• **Objective**
Pick out each line of the data that contains the string "floor" and copy those lines. Case counts.

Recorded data
______________________________

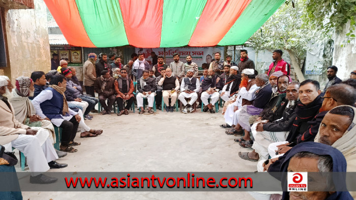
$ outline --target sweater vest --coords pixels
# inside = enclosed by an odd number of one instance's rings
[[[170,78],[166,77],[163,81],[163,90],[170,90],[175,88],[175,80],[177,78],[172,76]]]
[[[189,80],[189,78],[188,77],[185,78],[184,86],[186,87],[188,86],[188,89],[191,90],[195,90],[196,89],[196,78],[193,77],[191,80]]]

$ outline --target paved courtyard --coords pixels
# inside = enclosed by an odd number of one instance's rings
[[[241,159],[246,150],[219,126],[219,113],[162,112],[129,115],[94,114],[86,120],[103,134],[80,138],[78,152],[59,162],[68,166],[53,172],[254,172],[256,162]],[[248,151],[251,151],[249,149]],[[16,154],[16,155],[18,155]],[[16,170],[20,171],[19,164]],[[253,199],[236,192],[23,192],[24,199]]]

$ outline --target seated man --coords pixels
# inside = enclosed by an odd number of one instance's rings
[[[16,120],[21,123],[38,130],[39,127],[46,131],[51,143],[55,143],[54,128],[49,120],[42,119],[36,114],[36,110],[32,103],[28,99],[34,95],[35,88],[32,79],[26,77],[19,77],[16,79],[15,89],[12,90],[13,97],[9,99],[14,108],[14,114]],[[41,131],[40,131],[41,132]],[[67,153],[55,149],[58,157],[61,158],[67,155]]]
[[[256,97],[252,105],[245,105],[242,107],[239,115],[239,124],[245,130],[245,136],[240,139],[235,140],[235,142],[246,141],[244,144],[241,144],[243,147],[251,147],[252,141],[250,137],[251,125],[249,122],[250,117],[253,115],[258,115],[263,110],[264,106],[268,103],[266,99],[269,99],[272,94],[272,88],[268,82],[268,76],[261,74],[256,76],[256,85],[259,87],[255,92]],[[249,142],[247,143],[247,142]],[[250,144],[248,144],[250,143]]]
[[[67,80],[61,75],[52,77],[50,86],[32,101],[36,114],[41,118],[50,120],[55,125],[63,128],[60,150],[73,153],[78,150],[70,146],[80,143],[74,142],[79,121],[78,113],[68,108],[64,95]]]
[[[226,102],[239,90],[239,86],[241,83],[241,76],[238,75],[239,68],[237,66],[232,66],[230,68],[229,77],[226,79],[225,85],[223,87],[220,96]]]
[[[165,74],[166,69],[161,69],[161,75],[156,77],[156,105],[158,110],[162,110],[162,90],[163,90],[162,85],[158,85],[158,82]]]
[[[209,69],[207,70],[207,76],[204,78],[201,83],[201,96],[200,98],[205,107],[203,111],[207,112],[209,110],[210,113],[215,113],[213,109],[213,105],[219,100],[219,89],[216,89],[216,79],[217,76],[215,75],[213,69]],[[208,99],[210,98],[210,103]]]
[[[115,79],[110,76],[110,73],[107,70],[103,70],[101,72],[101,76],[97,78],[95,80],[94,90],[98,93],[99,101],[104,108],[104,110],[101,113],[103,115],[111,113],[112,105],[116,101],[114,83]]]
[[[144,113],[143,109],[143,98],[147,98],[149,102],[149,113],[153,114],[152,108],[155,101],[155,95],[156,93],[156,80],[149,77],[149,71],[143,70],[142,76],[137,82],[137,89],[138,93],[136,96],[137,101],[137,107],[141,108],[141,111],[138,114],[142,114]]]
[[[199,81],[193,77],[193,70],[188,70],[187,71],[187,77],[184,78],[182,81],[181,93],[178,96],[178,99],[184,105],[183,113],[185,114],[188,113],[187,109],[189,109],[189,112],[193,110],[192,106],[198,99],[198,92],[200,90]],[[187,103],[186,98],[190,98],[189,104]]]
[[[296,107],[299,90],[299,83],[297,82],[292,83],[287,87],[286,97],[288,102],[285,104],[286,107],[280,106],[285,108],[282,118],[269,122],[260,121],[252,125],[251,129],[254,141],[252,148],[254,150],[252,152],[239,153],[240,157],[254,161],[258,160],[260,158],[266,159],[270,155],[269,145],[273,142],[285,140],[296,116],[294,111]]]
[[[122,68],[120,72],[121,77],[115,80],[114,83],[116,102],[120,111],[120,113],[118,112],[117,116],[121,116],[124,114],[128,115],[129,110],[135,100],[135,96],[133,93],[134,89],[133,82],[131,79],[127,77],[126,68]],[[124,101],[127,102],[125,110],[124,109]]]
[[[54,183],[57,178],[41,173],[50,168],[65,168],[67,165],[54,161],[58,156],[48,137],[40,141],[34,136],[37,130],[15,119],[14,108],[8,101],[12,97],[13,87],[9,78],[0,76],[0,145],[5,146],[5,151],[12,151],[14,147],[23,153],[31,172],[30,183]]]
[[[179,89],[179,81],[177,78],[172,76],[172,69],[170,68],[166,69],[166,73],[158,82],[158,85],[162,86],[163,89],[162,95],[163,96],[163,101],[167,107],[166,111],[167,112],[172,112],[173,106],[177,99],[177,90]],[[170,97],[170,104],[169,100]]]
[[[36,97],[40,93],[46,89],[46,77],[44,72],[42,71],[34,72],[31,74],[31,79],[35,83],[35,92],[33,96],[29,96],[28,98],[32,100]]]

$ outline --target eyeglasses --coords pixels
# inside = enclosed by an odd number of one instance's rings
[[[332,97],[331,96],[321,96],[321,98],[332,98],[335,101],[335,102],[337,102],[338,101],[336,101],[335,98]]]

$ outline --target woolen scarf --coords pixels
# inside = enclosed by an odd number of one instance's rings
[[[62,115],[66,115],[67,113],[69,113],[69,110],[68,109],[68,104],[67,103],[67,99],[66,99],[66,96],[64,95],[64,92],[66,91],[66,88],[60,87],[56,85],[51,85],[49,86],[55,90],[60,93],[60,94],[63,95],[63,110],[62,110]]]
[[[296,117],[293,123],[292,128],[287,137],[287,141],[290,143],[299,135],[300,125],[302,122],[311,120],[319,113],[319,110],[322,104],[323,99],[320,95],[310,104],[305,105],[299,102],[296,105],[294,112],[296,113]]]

______________________________

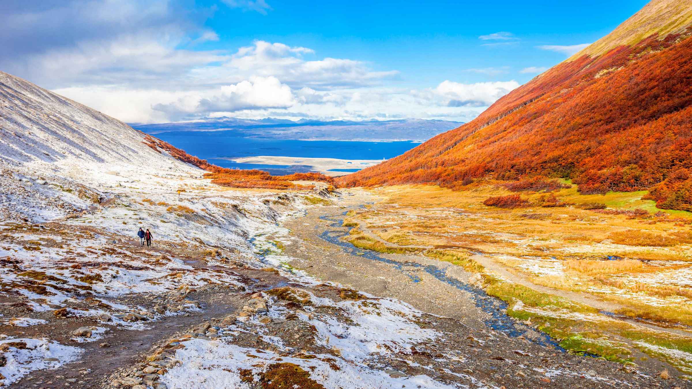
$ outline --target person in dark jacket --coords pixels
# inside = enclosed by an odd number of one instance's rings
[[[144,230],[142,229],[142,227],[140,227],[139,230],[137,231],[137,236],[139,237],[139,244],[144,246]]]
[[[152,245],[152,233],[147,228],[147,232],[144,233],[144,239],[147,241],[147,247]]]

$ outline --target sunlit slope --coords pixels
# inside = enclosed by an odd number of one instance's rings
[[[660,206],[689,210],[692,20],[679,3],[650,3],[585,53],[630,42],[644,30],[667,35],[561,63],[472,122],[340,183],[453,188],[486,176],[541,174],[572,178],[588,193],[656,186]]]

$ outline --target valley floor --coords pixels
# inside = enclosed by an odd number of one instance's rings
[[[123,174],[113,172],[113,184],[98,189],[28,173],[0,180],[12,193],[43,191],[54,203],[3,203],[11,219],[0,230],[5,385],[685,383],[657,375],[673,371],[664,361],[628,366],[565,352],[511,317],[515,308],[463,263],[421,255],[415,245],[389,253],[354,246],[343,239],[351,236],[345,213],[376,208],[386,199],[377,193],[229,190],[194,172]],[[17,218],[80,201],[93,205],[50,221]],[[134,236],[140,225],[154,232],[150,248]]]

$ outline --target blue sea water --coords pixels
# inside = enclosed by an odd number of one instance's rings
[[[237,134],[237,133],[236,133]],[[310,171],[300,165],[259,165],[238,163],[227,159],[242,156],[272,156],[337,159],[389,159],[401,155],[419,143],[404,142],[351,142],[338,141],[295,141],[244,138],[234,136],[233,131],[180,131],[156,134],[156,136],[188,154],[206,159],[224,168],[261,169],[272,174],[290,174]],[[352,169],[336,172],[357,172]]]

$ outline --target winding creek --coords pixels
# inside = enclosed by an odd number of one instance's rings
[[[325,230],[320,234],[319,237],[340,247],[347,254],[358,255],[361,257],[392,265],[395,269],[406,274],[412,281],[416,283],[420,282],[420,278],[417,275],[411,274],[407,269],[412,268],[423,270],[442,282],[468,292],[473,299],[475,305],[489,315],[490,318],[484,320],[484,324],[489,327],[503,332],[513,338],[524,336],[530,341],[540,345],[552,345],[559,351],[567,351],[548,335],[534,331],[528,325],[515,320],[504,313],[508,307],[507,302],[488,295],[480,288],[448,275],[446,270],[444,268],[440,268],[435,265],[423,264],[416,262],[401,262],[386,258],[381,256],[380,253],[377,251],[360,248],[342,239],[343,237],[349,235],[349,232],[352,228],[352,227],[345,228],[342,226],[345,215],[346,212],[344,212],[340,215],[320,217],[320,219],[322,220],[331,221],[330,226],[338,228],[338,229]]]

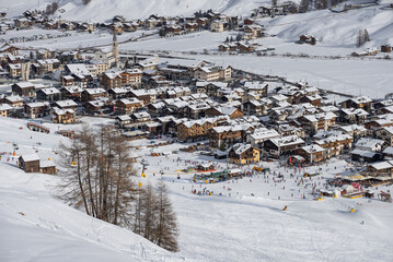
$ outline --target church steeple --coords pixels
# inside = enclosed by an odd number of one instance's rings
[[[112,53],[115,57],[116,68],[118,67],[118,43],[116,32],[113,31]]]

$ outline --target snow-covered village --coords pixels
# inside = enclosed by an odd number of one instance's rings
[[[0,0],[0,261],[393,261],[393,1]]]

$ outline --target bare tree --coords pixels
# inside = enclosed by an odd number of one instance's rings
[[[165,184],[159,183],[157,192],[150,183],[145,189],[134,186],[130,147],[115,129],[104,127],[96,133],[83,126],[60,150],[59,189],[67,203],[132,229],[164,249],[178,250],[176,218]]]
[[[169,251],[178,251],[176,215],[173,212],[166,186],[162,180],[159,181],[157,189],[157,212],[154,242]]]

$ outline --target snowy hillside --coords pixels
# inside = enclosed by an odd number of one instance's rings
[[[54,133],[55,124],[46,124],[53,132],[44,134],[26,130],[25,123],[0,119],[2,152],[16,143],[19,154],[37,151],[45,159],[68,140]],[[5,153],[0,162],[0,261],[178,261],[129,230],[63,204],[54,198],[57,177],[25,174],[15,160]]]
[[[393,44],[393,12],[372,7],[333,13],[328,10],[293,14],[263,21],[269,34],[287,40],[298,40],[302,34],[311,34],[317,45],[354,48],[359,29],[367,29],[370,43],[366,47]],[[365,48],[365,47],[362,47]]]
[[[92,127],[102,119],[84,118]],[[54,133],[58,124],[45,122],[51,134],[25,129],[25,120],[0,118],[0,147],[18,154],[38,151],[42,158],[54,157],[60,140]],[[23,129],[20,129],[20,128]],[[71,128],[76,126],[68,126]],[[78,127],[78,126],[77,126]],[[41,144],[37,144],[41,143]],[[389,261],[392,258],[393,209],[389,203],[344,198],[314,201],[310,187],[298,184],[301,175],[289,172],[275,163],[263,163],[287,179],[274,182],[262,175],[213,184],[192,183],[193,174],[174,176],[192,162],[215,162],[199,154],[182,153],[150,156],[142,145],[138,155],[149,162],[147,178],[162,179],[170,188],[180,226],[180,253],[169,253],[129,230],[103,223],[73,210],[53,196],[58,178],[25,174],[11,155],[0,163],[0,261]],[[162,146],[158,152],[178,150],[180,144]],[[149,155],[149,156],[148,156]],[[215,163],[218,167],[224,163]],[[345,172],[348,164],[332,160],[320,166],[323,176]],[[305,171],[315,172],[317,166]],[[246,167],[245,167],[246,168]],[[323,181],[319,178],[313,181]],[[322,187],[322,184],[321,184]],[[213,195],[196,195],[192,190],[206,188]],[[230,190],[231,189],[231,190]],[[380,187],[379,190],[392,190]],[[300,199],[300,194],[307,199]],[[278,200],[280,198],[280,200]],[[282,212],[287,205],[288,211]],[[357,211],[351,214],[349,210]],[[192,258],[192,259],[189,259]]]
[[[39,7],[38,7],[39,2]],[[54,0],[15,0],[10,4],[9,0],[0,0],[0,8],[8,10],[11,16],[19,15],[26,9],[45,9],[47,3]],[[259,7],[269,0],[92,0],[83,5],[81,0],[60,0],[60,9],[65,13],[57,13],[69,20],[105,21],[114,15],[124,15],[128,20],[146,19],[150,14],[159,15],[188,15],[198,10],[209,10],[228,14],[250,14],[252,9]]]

______________________________

• **Exercise solution**
$ outline --target valley floor --coords pixels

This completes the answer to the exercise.